* _What this task involves_:
Output the line with "Find the blue sky" and every line below it until the listing ends, exactly as written and with nothing added.

==*==

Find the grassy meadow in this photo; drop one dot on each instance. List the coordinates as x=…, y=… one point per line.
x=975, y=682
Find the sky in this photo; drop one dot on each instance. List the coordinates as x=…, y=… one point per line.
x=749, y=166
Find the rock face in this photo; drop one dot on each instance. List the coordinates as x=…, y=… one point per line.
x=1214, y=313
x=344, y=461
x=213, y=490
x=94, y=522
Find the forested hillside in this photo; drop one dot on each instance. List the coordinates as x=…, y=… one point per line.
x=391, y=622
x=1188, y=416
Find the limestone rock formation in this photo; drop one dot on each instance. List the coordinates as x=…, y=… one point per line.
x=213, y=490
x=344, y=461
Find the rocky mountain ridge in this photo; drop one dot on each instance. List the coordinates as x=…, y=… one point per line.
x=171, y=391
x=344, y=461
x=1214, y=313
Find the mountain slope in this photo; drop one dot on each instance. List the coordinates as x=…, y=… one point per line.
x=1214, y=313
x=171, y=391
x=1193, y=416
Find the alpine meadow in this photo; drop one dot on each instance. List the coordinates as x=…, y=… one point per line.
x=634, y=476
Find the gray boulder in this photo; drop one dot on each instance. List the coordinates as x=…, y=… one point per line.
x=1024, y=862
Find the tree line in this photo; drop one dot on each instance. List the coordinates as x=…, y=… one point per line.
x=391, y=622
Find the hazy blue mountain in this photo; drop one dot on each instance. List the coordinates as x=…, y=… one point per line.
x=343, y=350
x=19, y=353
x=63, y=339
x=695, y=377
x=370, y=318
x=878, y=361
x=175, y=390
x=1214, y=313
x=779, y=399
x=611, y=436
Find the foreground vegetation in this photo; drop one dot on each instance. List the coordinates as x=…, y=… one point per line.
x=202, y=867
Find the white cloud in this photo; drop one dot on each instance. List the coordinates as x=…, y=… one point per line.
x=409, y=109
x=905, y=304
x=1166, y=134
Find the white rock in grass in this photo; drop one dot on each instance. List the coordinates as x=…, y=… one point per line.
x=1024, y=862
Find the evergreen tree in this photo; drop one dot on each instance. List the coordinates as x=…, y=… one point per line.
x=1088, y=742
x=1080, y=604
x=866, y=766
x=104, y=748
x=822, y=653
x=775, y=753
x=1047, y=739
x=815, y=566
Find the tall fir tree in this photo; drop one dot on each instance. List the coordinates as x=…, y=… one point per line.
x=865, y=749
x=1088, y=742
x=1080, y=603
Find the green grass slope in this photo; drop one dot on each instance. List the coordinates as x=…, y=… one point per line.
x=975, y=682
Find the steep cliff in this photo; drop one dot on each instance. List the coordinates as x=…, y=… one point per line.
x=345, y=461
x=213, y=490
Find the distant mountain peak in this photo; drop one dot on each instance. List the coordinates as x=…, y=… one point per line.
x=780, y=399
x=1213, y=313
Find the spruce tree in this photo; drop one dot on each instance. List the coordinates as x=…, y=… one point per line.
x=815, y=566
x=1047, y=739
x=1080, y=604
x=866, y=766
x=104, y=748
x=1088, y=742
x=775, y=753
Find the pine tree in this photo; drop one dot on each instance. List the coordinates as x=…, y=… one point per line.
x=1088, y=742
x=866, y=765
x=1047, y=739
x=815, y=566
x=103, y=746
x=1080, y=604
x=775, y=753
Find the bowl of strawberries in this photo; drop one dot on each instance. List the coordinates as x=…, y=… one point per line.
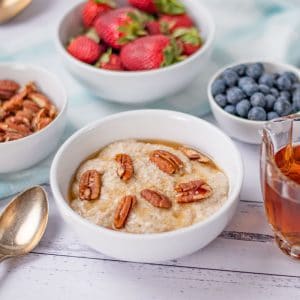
x=136, y=51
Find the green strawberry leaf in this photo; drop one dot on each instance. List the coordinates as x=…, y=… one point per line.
x=92, y=34
x=170, y=7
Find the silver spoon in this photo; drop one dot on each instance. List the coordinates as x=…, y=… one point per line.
x=23, y=223
x=10, y=8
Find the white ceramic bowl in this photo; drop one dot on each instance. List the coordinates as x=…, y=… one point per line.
x=147, y=124
x=26, y=152
x=239, y=128
x=137, y=87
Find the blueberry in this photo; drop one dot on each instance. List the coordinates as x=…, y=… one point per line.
x=240, y=69
x=284, y=83
x=255, y=70
x=242, y=108
x=230, y=77
x=283, y=107
x=296, y=98
x=266, y=79
x=257, y=114
x=218, y=87
x=292, y=76
x=295, y=86
x=286, y=95
x=258, y=99
x=272, y=115
x=264, y=89
x=234, y=95
x=274, y=92
x=245, y=80
x=250, y=88
x=221, y=100
x=230, y=109
x=270, y=100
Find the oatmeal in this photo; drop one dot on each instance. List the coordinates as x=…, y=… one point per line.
x=147, y=187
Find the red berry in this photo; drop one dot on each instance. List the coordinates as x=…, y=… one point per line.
x=174, y=22
x=120, y=26
x=94, y=8
x=153, y=27
x=146, y=53
x=111, y=61
x=84, y=49
x=170, y=7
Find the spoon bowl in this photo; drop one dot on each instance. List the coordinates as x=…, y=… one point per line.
x=10, y=8
x=23, y=222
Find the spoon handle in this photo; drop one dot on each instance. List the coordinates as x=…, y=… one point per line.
x=2, y=257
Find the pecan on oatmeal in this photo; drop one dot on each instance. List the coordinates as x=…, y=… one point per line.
x=125, y=169
x=90, y=185
x=192, y=191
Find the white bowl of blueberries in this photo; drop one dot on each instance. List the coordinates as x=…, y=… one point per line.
x=244, y=96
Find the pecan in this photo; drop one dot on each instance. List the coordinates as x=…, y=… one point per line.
x=122, y=211
x=90, y=185
x=5, y=95
x=41, y=119
x=40, y=99
x=30, y=106
x=15, y=102
x=125, y=168
x=166, y=161
x=18, y=124
x=193, y=154
x=192, y=191
x=156, y=199
x=9, y=86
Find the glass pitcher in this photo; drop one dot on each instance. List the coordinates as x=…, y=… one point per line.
x=280, y=181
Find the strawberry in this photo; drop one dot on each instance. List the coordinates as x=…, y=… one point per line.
x=85, y=49
x=120, y=26
x=94, y=8
x=110, y=61
x=150, y=52
x=170, y=7
x=153, y=27
x=189, y=39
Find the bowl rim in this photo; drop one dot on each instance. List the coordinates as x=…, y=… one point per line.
x=211, y=98
x=61, y=112
x=63, y=205
x=208, y=43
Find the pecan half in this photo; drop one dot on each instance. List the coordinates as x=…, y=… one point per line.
x=166, y=161
x=90, y=185
x=19, y=124
x=41, y=119
x=193, y=154
x=123, y=209
x=192, y=191
x=156, y=199
x=9, y=86
x=125, y=168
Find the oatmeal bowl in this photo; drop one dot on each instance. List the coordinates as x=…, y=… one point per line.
x=161, y=187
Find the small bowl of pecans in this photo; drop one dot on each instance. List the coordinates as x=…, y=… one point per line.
x=32, y=115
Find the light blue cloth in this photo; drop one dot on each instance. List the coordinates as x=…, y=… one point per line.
x=265, y=29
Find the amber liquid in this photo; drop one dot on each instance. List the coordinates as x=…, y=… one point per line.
x=283, y=203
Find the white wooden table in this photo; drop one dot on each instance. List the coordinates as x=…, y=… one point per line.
x=242, y=263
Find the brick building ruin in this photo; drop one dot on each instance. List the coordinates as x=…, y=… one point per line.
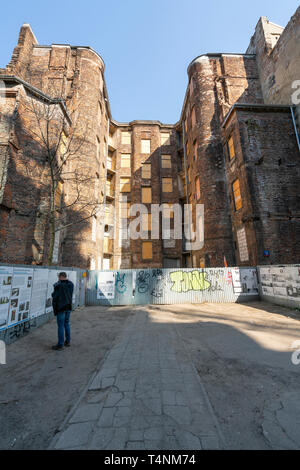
x=235, y=149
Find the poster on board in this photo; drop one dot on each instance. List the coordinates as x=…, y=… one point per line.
x=20, y=296
x=39, y=292
x=106, y=285
x=6, y=275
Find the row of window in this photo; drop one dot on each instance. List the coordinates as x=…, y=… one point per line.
x=167, y=213
x=165, y=139
x=167, y=187
x=146, y=167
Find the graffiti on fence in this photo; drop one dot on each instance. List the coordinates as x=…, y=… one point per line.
x=143, y=284
x=121, y=286
x=184, y=281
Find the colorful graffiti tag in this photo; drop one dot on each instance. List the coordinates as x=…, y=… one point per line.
x=184, y=281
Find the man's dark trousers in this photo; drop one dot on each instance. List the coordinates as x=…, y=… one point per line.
x=63, y=324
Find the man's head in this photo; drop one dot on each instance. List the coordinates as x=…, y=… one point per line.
x=62, y=276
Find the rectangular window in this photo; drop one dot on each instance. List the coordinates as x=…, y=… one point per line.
x=195, y=150
x=198, y=188
x=166, y=161
x=168, y=212
x=125, y=185
x=63, y=143
x=146, y=170
x=231, y=149
x=125, y=160
x=167, y=185
x=145, y=146
x=193, y=117
x=147, y=250
x=126, y=138
x=146, y=222
x=94, y=228
x=191, y=87
x=124, y=210
x=146, y=195
x=187, y=149
x=57, y=196
x=237, y=195
x=165, y=138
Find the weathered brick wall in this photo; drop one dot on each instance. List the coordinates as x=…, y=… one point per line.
x=278, y=63
x=25, y=192
x=130, y=255
x=216, y=83
x=266, y=164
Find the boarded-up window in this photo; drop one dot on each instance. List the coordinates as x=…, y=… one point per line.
x=147, y=250
x=231, y=149
x=242, y=244
x=193, y=116
x=167, y=185
x=146, y=222
x=187, y=148
x=146, y=170
x=198, y=188
x=168, y=212
x=165, y=138
x=124, y=209
x=146, y=195
x=125, y=160
x=126, y=138
x=63, y=143
x=124, y=185
x=195, y=150
x=94, y=228
x=166, y=161
x=237, y=195
x=145, y=146
x=191, y=87
x=109, y=188
x=57, y=196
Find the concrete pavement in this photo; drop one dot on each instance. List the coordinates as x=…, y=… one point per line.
x=147, y=395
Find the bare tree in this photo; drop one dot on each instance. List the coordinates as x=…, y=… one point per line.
x=60, y=137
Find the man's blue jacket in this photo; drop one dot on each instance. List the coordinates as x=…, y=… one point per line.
x=62, y=296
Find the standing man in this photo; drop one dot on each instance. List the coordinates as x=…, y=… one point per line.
x=62, y=307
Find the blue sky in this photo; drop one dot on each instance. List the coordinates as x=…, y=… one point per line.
x=146, y=44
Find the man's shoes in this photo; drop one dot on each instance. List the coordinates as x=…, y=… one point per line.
x=57, y=347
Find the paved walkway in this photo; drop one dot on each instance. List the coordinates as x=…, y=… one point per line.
x=147, y=395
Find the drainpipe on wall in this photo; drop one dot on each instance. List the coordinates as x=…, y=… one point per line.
x=186, y=186
x=104, y=196
x=295, y=127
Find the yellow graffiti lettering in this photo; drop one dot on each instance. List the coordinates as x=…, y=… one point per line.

==*==

* _Answer for this exercise_:
Find the blue sky in this photo; drop one dot on each instance. List the coordinates as x=…, y=… one point per line.
x=146, y=44
Find the man's shoes in this photo; drop one dot on each instance. List the coordinates as x=…, y=… one point per line.
x=57, y=347
Find the paved walkway in this photo; drop one dot on each instance. List the coordinates as x=…, y=… one point per line.
x=147, y=395
Find the drainpipe on wall in this photo; drop one dot on each instance. List the coordinates as x=…, y=… one point per line.
x=186, y=186
x=104, y=196
x=295, y=127
Find the yellow graffiti lettering in this photo; drop one dot on each instance. List the coordinates as x=…, y=… one point per line.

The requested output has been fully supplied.